## [Exercise requirements]
Count the lines of the material that contain the string "woman", treating uppercase and lowercase as different. Give only the number.

[Records of labeled boxes]
____________

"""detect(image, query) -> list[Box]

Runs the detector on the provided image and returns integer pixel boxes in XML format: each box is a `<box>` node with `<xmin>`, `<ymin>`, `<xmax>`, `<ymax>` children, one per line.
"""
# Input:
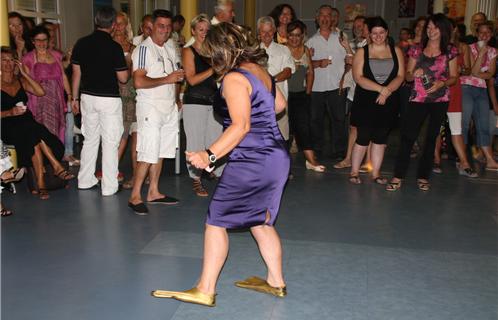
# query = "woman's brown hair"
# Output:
<box><xmin>201</xmin><ymin>22</ymin><xmax>268</xmax><ymax>79</ymax></box>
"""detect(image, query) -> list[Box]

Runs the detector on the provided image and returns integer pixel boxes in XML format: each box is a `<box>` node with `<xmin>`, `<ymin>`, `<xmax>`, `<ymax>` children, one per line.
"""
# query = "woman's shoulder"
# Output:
<box><xmin>407</xmin><ymin>43</ymin><xmax>423</xmax><ymax>58</ymax></box>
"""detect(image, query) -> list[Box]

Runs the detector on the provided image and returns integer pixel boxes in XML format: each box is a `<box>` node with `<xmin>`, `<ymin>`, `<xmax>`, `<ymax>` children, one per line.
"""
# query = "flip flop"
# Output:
<box><xmin>128</xmin><ymin>202</ymin><xmax>149</xmax><ymax>216</ymax></box>
<box><xmin>147</xmin><ymin>196</ymin><xmax>180</xmax><ymax>205</ymax></box>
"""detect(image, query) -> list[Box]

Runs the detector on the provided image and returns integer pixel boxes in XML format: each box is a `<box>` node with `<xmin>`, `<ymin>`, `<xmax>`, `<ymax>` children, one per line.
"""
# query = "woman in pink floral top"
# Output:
<box><xmin>386</xmin><ymin>14</ymin><xmax>458</xmax><ymax>191</ymax></box>
<box><xmin>460</xmin><ymin>21</ymin><xmax>498</xmax><ymax>171</ymax></box>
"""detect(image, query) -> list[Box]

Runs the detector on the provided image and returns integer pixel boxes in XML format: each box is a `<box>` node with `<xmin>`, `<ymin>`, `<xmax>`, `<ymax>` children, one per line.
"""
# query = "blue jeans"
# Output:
<box><xmin>64</xmin><ymin>111</ymin><xmax>74</xmax><ymax>157</ymax></box>
<box><xmin>462</xmin><ymin>85</ymin><xmax>491</xmax><ymax>147</ymax></box>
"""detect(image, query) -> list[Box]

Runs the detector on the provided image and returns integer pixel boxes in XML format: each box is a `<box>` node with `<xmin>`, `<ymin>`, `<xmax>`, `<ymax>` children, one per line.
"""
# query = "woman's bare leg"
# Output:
<box><xmin>371</xmin><ymin>143</ymin><xmax>386</xmax><ymax>178</ymax></box>
<box><xmin>434</xmin><ymin>134</ymin><xmax>441</xmax><ymax>165</ymax></box>
<box><xmin>451</xmin><ymin>134</ymin><xmax>470</xmax><ymax>169</ymax></box>
<box><xmin>31</xmin><ymin>143</ymin><xmax>46</xmax><ymax>195</ymax></box>
<box><xmin>197</xmin><ymin>224</ymin><xmax>228</xmax><ymax>294</ymax></box>
<box><xmin>351</xmin><ymin>143</ymin><xmax>368</xmax><ymax>176</ymax></box>
<box><xmin>251</xmin><ymin>225</ymin><xmax>285</xmax><ymax>287</ymax></box>
<box><xmin>35</xmin><ymin>141</ymin><xmax>64</xmax><ymax>173</ymax></box>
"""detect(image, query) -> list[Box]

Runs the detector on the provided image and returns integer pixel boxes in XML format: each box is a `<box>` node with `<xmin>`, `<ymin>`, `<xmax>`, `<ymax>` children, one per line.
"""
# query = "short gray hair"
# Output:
<box><xmin>256</xmin><ymin>16</ymin><xmax>276</xmax><ymax>30</ymax></box>
<box><xmin>214</xmin><ymin>0</ymin><xmax>234</xmax><ymax>15</ymax></box>
<box><xmin>94</xmin><ymin>6</ymin><xmax>116</xmax><ymax>29</ymax></box>
<box><xmin>190</xmin><ymin>13</ymin><xmax>211</xmax><ymax>29</ymax></box>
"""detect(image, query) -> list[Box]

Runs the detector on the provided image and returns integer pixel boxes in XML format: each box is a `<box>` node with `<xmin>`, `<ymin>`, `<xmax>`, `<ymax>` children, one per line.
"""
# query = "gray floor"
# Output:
<box><xmin>1</xmin><ymin>153</ymin><xmax>498</xmax><ymax>320</ymax></box>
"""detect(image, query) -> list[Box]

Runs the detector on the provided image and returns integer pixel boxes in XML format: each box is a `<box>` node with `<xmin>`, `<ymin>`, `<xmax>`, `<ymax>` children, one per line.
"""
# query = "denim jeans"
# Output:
<box><xmin>394</xmin><ymin>102</ymin><xmax>448</xmax><ymax>179</ymax></box>
<box><xmin>64</xmin><ymin>110</ymin><xmax>74</xmax><ymax>156</ymax></box>
<box><xmin>311</xmin><ymin>89</ymin><xmax>348</xmax><ymax>154</ymax></box>
<box><xmin>462</xmin><ymin>85</ymin><xmax>491</xmax><ymax>147</ymax></box>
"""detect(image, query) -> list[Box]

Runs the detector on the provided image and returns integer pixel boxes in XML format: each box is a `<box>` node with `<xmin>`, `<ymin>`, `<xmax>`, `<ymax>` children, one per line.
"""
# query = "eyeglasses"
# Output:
<box><xmin>288</xmin><ymin>33</ymin><xmax>303</xmax><ymax>38</ymax></box>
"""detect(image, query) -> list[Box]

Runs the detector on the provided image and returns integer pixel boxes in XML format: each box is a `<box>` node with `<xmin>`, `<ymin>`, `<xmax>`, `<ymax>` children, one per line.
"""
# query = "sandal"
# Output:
<box><xmin>372</xmin><ymin>176</ymin><xmax>387</xmax><ymax>185</ymax></box>
<box><xmin>0</xmin><ymin>207</ymin><xmax>13</xmax><ymax>218</ymax></box>
<box><xmin>123</xmin><ymin>179</ymin><xmax>133</xmax><ymax>190</ymax></box>
<box><xmin>417</xmin><ymin>179</ymin><xmax>431</xmax><ymax>191</ymax></box>
<box><xmin>386</xmin><ymin>180</ymin><xmax>401</xmax><ymax>191</ymax></box>
<box><xmin>38</xmin><ymin>189</ymin><xmax>50</xmax><ymax>200</ymax></box>
<box><xmin>334</xmin><ymin>160</ymin><xmax>351</xmax><ymax>169</ymax></box>
<box><xmin>349</xmin><ymin>175</ymin><xmax>362</xmax><ymax>184</ymax></box>
<box><xmin>55</xmin><ymin>169</ymin><xmax>75</xmax><ymax>181</ymax></box>
<box><xmin>192</xmin><ymin>179</ymin><xmax>209</xmax><ymax>197</ymax></box>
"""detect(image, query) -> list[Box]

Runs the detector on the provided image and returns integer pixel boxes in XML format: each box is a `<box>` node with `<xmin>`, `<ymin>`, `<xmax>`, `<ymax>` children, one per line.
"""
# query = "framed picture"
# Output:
<box><xmin>344</xmin><ymin>3</ymin><xmax>367</xmax><ymax>32</ymax></box>
<box><xmin>398</xmin><ymin>0</ymin><xmax>415</xmax><ymax>18</ymax></box>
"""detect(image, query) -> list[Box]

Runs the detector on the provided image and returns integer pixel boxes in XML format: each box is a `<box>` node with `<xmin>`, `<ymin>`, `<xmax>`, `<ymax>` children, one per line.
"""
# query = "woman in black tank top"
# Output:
<box><xmin>1</xmin><ymin>47</ymin><xmax>74</xmax><ymax>200</ymax></box>
<box><xmin>182</xmin><ymin>14</ymin><xmax>223</xmax><ymax>197</ymax></box>
<box><xmin>349</xmin><ymin>17</ymin><xmax>405</xmax><ymax>184</ymax></box>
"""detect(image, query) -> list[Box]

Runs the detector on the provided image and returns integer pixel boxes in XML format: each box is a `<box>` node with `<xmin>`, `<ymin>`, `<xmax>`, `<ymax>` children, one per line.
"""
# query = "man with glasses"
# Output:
<box><xmin>306</xmin><ymin>5</ymin><xmax>347</xmax><ymax>158</ymax></box>
<box><xmin>71</xmin><ymin>7</ymin><xmax>129</xmax><ymax>196</ymax></box>
<box><xmin>128</xmin><ymin>9</ymin><xmax>184</xmax><ymax>215</ymax></box>
<box><xmin>257</xmin><ymin>16</ymin><xmax>296</xmax><ymax>141</ymax></box>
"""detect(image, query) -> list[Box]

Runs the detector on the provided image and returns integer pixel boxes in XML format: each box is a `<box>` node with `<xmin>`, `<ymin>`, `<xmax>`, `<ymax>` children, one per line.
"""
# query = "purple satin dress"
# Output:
<box><xmin>206</xmin><ymin>69</ymin><xmax>290</xmax><ymax>229</ymax></box>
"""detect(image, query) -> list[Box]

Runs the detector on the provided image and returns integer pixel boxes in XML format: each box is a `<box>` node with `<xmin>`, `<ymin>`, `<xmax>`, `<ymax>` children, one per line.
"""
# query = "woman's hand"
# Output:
<box><xmin>166</xmin><ymin>69</ymin><xmax>185</xmax><ymax>83</ymax></box>
<box><xmin>14</xmin><ymin>59</ymin><xmax>28</xmax><ymax>78</ymax></box>
<box><xmin>379</xmin><ymin>87</ymin><xmax>392</xmax><ymax>99</ymax></box>
<box><xmin>425</xmin><ymin>80</ymin><xmax>445</xmax><ymax>94</ymax></box>
<box><xmin>15</xmin><ymin>35</ymin><xmax>26</xmax><ymax>51</ymax></box>
<box><xmin>185</xmin><ymin>151</ymin><xmax>210</xmax><ymax>170</ymax></box>
<box><xmin>479</xmin><ymin>45</ymin><xmax>488</xmax><ymax>57</ymax></box>
<box><xmin>318</xmin><ymin>59</ymin><xmax>332</xmax><ymax>68</ymax></box>
<box><xmin>375</xmin><ymin>94</ymin><xmax>387</xmax><ymax>106</ymax></box>
<box><xmin>413</xmin><ymin>68</ymin><xmax>424</xmax><ymax>78</ymax></box>
<box><xmin>71</xmin><ymin>100</ymin><xmax>80</xmax><ymax>115</ymax></box>
<box><xmin>10</xmin><ymin>106</ymin><xmax>27</xmax><ymax>117</ymax></box>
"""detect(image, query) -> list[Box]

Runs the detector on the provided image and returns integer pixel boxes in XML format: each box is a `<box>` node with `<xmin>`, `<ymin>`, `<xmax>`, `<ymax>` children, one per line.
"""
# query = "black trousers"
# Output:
<box><xmin>394</xmin><ymin>102</ymin><xmax>448</xmax><ymax>179</ymax></box>
<box><xmin>311</xmin><ymin>89</ymin><xmax>348</xmax><ymax>154</ymax></box>
<box><xmin>288</xmin><ymin>91</ymin><xmax>313</xmax><ymax>150</ymax></box>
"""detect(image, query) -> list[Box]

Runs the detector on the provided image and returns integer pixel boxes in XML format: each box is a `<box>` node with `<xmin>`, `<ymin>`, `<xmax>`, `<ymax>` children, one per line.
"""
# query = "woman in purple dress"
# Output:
<box><xmin>152</xmin><ymin>23</ymin><xmax>290</xmax><ymax>307</ymax></box>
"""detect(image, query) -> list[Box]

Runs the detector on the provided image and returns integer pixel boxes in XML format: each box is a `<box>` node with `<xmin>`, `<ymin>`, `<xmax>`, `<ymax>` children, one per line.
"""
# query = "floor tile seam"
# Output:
<box><xmin>143</xmin><ymin>231</ymin><xmax>498</xmax><ymax>258</ymax></box>
<box><xmin>276</xmin><ymin>238</ymin><xmax>498</xmax><ymax>258</ymax></box>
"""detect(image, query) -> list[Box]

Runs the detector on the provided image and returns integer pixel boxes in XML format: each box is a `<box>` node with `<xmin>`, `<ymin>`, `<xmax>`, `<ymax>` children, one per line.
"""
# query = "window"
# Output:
<box><xmin>9</xmin><ymin>0</ymin><xmax>62</xmax><ymax>24</ymax></box>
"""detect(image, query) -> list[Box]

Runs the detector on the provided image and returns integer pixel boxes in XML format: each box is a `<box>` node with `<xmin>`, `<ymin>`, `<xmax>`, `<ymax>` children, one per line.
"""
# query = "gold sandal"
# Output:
<box><xmin>192</xmin><ymin>179</ymin><xmax>209</xmax><ymax>197</ymax></box>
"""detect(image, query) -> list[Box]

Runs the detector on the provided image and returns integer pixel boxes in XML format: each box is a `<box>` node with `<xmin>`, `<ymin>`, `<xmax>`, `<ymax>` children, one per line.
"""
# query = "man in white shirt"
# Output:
<box><xmin>306</xmin><ymin>5</ymin><xmax>347</xmax><ymax>158</ymax></box>
<box><xmin>128</xmin><ymin>9</ymin><xmax>184</xmax><ymax>215</ymax></box>
<box><xmin>132</xmin><ymin>14</ymin><xmax>152</xmax><ymax>47</ymax></box>
<box><xmin>257</xmin><ymin>16</ymin><xmax>296</xmax><ymax>140</ymax></box>
<box><xmin>185</xmin><ymin>0</ymin><xmax>235</xmax><ymax>47</ymax></box>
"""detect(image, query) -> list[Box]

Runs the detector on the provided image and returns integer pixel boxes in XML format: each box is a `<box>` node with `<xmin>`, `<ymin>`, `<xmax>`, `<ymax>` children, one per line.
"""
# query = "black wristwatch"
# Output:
<box><xmin>206</xmin><ymin>149</ymin><xmax>217</xmax><ymax>166</ymax></box>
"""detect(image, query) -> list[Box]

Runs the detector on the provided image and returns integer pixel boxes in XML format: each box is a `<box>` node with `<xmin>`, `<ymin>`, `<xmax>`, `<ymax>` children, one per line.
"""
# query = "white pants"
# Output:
<box><xmin>183</xmin><ymin>104</ymin><xmax>225</xmax><ymax>179</ymax></box>
<box><xmin>447</xmin><ymin>112</ymin><xmax>462</xmax><ymax>136</ymax></box>
<box><xmin>78</xmin><ymin>94</ymin><xmax>124</xmax><ymax>196</ymax></box>
<box><xmin>137</xmin><ymin>100</ymin><xmax>179</xmax><ymax>164</ymax></box>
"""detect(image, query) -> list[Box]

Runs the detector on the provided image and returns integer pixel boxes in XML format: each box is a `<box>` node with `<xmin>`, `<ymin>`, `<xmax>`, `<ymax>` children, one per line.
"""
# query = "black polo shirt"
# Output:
<box><xmin>71</xmin><ymin>30</ymin><xmax>128</xmax><ymax>97</ymax></box>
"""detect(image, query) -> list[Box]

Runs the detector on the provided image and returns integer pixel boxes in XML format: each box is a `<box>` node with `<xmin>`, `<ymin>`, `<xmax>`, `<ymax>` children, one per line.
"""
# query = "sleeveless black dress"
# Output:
<box><xmin>1</xmin><ymin>87</ymin><xmax>64</xmax><ymax>167</ymax></box>
<box><xmin>351</xmin><ymin>45</ymin><xmax>400</xmax><ymax>128</ymax></box>
<box><xmin>183</xmin><ymin>46</ymin><xmax>218</xmax><ymax>106</ymax></box>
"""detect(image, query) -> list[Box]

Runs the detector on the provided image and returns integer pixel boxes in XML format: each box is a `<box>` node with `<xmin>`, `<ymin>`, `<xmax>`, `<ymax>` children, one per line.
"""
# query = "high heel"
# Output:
<box><xmin>306</xmin><ymin>160</ymin><xmax>326</xmax><ymax>172</ymax></box>
<box><xmin>235</xmin><ymin>276</ymin><xmax>287</xmax><ymax>298</ymax></box>
<box><xmin>2</xmin><ymin>168</ymin><xmax>26</xmax><ymax>183</ymax></box>
<box><xmin>151</xmin><ymin>288</ymin><xmax>216</xmax><ymax>307</ymax></box>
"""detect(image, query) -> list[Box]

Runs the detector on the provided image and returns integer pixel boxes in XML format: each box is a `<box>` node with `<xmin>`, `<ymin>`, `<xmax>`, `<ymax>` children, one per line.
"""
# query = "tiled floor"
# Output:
<box><xmin>1</xmin><ymin>153</ymin><xmax>498</xmax><ymax>320</ymax></box>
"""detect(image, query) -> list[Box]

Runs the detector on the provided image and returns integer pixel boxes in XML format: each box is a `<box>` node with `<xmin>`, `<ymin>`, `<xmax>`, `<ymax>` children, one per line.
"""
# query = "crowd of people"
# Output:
<box><xmin>1</xmin><ymin>0</ymin><xmax>498</xmax><ymax>216</ymax></box>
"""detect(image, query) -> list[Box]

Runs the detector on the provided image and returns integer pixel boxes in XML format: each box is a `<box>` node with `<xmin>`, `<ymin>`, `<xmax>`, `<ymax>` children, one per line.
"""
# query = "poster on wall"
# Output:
<box><xmin>344</xmin><ymin>3</ymin><xmax>367</xmax><ymax>34</ymax></box>
<box><xmin>398</xmin><ymin>0</ymin><xmax>415</xmax><ymax>18</ymax></box>
<box><xmin>443</xmin><ymin>0</ymin><xmax>467</xmax><ymax>23</ymax></box>
<box><xmin>427</xmin><ymin>0</ymin><xmax>434</xmax><ymax>15</ymax></box>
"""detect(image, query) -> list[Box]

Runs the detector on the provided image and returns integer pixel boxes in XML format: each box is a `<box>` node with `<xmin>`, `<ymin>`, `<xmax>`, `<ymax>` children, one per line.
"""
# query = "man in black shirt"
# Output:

____________

## [Solution]
7